Rewrite the records from the line containing "Can you see the boat canopy?" through the line containing "[[1149, 542]]", changing "boat canopy" to "boat awning" and leaving everything else as it stands. Give only those lines.
--- START DATA TO USE ---
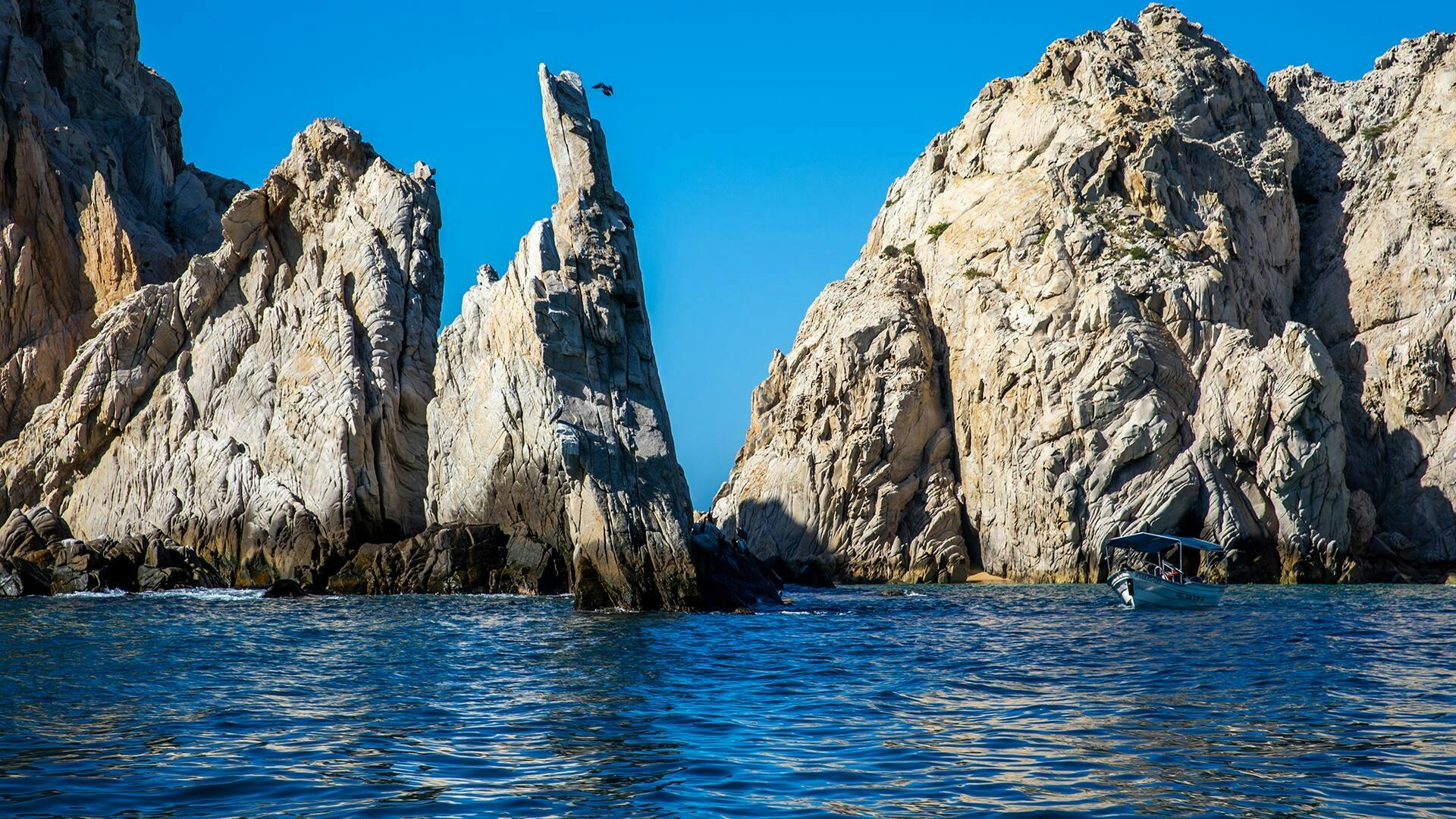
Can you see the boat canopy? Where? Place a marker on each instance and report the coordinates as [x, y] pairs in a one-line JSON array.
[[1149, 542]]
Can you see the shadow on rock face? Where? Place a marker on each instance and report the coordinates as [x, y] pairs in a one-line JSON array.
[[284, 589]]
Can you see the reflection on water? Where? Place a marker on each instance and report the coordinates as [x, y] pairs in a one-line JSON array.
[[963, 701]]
--- END DATA TO USE ---
--- START DATA TO USE ---
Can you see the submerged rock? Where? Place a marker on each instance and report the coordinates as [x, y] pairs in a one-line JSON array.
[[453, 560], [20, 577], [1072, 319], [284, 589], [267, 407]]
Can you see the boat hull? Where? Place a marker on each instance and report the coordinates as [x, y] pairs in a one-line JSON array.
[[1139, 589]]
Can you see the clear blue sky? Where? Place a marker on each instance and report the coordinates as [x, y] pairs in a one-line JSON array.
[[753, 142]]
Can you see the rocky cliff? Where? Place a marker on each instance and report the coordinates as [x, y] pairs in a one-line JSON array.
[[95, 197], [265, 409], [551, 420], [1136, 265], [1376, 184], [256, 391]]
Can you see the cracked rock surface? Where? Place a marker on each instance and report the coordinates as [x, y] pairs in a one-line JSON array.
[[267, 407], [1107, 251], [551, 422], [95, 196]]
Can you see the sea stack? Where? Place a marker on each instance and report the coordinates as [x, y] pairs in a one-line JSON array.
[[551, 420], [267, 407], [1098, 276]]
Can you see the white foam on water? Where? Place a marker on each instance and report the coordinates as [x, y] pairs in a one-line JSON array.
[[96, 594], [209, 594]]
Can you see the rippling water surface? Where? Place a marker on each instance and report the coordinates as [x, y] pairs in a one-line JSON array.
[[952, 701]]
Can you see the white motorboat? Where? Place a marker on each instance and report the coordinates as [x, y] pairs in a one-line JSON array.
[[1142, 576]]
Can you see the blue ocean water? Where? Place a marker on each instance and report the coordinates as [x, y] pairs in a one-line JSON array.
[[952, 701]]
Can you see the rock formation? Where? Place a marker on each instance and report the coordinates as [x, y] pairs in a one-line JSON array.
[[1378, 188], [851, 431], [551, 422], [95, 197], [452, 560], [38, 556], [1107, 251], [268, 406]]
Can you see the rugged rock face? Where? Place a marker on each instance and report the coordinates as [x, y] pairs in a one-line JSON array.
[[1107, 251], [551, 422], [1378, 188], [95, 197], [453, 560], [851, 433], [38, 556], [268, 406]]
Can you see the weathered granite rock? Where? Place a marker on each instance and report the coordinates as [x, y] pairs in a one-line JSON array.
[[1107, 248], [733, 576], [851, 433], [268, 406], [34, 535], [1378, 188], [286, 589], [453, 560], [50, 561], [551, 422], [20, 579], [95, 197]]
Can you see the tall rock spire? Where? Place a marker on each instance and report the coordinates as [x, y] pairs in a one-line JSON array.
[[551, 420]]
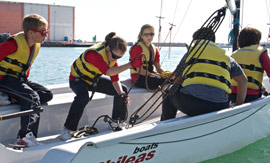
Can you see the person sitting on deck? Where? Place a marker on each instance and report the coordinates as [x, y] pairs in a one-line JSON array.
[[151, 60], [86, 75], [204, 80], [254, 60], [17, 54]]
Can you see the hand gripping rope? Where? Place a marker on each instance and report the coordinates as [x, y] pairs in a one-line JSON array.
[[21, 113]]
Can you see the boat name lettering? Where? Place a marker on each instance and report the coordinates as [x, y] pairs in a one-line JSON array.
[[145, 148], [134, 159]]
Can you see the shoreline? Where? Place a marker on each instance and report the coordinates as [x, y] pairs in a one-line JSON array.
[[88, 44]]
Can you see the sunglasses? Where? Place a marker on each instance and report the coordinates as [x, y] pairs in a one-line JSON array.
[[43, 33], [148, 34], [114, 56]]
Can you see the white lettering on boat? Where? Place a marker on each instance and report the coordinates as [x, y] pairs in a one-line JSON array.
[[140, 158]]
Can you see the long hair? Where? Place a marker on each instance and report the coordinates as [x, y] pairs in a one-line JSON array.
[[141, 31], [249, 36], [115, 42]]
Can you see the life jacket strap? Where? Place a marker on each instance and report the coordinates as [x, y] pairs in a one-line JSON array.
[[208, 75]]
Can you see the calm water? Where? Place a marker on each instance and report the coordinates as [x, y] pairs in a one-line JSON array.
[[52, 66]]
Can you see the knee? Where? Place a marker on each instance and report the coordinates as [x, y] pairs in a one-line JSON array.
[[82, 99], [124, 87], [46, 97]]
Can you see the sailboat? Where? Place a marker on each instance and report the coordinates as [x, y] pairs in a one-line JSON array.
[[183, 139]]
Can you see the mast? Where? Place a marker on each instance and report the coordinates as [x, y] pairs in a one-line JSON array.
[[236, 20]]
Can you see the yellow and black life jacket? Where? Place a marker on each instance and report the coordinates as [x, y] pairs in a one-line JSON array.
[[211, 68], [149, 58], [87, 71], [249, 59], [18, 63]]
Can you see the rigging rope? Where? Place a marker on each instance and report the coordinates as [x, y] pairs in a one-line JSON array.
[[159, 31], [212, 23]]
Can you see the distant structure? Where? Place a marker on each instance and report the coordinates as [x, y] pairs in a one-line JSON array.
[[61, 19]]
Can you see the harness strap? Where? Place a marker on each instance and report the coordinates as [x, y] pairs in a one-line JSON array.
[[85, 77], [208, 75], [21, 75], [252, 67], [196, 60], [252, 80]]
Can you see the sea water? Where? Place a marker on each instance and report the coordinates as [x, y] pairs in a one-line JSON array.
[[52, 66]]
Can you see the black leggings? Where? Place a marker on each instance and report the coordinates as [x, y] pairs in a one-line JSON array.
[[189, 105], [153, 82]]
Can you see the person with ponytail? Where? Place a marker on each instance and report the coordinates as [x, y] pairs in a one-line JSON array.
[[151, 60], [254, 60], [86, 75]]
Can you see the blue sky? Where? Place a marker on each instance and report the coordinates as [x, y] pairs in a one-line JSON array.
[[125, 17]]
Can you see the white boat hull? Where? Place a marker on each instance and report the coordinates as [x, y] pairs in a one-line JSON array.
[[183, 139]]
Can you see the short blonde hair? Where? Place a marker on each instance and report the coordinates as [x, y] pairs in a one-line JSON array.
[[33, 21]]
--- END DATA TO USE ---
▸ **WRITTEN SOLUTION**
Can you see the boat awning? Where? Place a marker on each instance and report the coordinates as [x, y] pairs in a one-line JSON array.
[[1149, 542]]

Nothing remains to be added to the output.